## Work to be completed
Collect every line of the records below that contains the string "cluster", matching case exactly.

## Available data

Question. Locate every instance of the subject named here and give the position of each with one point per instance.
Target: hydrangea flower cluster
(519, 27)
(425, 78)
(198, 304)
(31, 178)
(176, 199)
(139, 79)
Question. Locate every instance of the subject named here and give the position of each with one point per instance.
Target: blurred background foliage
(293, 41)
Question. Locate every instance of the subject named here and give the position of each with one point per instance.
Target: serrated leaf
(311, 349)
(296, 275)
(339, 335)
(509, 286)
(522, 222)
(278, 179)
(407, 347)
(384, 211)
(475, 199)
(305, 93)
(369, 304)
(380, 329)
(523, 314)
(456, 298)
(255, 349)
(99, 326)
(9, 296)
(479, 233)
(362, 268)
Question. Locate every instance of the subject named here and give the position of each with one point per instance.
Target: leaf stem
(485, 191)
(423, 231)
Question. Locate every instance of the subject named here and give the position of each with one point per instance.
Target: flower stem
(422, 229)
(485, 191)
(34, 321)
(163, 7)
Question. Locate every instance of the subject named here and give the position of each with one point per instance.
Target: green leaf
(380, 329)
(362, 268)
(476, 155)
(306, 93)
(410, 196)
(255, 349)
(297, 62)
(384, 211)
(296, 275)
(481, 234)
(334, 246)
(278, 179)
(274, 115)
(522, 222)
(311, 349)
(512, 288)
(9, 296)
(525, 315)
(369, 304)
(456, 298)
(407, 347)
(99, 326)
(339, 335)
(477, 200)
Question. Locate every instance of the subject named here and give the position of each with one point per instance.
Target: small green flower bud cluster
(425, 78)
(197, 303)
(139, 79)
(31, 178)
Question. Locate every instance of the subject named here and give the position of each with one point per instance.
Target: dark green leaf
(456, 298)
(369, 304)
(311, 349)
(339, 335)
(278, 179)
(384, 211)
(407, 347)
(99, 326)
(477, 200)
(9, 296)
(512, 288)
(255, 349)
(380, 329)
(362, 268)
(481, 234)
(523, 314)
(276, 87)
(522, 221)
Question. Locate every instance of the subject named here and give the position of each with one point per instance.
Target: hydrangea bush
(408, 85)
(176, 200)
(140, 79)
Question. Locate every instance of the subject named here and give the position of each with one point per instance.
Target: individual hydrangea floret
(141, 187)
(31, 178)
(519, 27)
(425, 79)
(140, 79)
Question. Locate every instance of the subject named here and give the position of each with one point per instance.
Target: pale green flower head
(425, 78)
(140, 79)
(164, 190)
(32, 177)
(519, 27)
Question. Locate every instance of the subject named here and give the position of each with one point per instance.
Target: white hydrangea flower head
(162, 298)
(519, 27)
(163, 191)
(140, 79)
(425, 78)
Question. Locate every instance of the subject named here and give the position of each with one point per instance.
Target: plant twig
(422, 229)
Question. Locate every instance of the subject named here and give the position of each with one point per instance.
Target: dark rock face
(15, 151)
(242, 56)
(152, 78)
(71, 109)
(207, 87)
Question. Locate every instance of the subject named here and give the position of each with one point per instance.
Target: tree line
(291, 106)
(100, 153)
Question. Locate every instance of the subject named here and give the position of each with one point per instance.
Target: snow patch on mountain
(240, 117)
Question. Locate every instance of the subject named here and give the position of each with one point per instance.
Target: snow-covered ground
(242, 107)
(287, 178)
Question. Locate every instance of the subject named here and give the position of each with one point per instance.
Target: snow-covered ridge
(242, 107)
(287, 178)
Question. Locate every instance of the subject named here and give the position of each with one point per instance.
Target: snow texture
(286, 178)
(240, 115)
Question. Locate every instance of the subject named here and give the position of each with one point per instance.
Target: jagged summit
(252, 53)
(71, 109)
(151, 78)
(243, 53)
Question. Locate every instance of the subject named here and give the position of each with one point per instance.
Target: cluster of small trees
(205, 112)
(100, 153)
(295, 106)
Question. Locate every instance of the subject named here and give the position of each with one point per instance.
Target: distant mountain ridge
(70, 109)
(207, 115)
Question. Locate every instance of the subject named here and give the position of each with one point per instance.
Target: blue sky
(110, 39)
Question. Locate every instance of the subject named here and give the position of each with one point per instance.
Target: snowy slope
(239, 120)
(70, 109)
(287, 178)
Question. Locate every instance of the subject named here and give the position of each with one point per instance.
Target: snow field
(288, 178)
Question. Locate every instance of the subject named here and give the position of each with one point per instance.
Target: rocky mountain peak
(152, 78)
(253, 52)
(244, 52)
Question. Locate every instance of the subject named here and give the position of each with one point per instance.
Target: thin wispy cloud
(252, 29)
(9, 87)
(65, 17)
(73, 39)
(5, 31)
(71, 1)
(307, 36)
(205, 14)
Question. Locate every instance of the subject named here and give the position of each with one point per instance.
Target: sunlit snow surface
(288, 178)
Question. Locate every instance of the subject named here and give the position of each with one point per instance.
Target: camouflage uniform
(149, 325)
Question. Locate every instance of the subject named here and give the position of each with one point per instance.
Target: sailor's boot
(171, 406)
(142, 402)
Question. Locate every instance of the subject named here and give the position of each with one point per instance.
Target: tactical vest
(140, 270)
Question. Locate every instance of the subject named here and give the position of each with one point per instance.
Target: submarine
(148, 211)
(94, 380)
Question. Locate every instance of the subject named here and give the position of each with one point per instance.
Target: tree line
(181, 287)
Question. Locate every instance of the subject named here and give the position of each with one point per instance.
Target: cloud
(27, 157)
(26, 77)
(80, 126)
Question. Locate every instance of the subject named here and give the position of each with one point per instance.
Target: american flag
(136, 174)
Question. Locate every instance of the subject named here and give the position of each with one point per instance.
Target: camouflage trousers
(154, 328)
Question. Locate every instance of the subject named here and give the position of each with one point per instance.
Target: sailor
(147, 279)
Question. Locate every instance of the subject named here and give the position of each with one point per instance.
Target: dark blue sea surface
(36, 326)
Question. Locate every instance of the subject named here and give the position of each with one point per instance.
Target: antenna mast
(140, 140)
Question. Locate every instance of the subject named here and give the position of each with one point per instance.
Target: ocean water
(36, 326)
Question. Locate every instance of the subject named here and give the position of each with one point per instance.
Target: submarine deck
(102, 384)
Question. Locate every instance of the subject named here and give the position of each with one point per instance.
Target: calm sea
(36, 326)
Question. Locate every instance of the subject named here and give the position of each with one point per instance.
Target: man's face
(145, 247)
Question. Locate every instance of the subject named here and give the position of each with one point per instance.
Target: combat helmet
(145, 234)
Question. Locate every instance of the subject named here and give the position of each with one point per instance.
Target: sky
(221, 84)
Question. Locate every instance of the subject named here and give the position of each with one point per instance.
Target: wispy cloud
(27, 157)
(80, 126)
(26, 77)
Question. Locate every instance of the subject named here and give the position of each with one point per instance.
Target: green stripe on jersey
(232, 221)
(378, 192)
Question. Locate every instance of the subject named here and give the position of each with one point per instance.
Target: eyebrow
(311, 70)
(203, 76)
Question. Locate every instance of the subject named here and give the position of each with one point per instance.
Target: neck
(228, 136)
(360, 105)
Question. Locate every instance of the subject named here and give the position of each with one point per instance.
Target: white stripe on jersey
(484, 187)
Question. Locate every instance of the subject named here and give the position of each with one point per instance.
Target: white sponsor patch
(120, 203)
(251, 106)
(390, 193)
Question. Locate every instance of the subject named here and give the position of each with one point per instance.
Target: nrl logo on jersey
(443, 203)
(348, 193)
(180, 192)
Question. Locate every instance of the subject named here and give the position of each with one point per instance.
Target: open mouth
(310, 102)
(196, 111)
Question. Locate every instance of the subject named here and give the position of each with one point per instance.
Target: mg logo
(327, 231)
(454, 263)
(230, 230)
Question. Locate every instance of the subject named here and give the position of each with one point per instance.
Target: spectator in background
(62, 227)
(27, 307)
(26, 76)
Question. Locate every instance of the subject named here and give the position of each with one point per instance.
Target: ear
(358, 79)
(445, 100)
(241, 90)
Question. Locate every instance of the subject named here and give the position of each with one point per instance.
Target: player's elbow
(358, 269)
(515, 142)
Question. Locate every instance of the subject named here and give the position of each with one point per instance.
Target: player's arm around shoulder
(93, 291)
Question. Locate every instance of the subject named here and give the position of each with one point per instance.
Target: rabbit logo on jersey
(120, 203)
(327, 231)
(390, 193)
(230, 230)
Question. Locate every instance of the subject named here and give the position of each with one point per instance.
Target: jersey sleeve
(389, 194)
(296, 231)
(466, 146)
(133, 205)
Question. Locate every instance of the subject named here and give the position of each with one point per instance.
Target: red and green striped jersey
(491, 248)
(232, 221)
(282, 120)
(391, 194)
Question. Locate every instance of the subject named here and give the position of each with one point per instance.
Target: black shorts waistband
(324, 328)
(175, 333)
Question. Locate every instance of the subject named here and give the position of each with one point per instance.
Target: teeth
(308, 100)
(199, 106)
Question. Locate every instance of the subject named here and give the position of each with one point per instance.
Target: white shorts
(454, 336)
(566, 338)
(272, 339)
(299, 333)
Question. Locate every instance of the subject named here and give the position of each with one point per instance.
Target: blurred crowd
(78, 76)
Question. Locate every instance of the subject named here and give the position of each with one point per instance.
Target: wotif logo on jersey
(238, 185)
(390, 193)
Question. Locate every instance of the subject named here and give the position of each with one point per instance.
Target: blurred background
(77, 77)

## Response
Target: hydrangea flower cluster
Target: small green flower bud cluster
Target: cluster of small trees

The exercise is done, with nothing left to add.